In the items below, swap "whereabouts" for "location" and keep everything else the same.

*** RECORDS FOR THIS EXERCISE

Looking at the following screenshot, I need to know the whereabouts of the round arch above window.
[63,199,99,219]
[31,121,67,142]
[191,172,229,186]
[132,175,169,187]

******

• _THE RESPONSE_:
Looking at the following screenshot, I need to know the location of the round arch above window.
[63,199,99,219]
[31,121,67,142]
[191,172,229,186]
[132,175,169,187]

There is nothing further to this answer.